%%
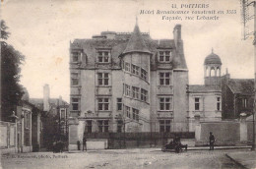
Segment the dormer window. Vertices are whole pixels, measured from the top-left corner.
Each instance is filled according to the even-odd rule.
[[[110,62],[110,51],[97,51],[97,63],[109,63]]]
[[[79,52],[72,52],[72,62],[79,62]]]
[[[170,51],[160,51],[159,52],[160,62],[170,62],[171,52]]]

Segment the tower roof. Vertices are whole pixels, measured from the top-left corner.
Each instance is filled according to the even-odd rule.
[[[130,53],[130,52],[144,52],[144,53],[151,53],[148,47],[145,44],[145,41],[143,39],[142,33],[140,31],[139,26],[136,22],[133,33],[127,43],[127,46],[124,53]]]
[[[215,54],[213,49],[212,49],[212,53],[210,55],[208,55],[205,59],[205,65],[207,65],[207,64],[220,64],[220,65],[222,65],[222,60],[221,60],[220,56]]]

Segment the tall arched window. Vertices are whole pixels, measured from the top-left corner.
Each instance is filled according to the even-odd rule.
[[[210,69],[210,76],[209,76],[209,77],[214,77],[214,76],[215,76],[215,68],[212,67],[212,68]]]

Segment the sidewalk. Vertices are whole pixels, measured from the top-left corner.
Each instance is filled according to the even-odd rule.
[[[249,149],[251,146],[248,145],[236,145],[236,146],[215,146],[215,149]],[[161,151],[160,147],[151,147],[151,148],[123,148],[123,149],[88,149],[88,151],[140,151],[140,150],[148,150],[148,151]],[[187,150],[209,150],[209,146],[189,146]],[[86,152],[82,150],[70,150],[67,153],[81,153]]]
[[[256,168],[256,151],[230,152],[225,155],[243,168]]]

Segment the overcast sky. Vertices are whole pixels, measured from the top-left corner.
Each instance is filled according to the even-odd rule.
[[[161,15],[140,15],[141,10],[172,10],[175,3],[209,4],[207,11],[236,14],[222,15],[218,21],[163,21]],[[26,56],[21,83],[30,96],[42,97],[42,86],[49,84],[50,96],[62,95],[67,101],[70,40],[104,30],[132,31],[136,15],[141,31],[150,31],[154,39],[173,38],[174,26],[182,25],[191,84],[203,84],[203,63],[212,47],[222,59],[223,74],[228,68],[231,78],[253,78],[252,37],[241,40],[239,0],[4,0],[1,5],[1,17],[11,32],[8,42]]]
%%
Write out the lines of the records above without any change, starting at the line that contains "Segment the overcast" and ending at the last line of the records, both included.

■ Problem solution
Segment the overcast sky. Vertices are whole pixels, measured from the top-left corner.
Each instance is filled according to the even-odd rule.
[[[161,15],[140,15],[141,10],[172,10],[175,3],[209,4],[207,11],[236,14],[222,15],[218,21],[163,21]],[[26,56],[21,83],[30,96],[42,97],[42,86],[49,84],[50,96],[62,95],[67,101],[70,40],[104,30],[132,31],[136,15],[141,31],[150,31],[154,39],[173,38],[174,26],[182,25],[191,84],[203,84],[203,63],[212,47],[222,59],[223,74],[228,68],[231,78],[253,78],[252,37],[241,40],[239,0],[4,0],[1,5],[1,17],[11,32],[8,42]]]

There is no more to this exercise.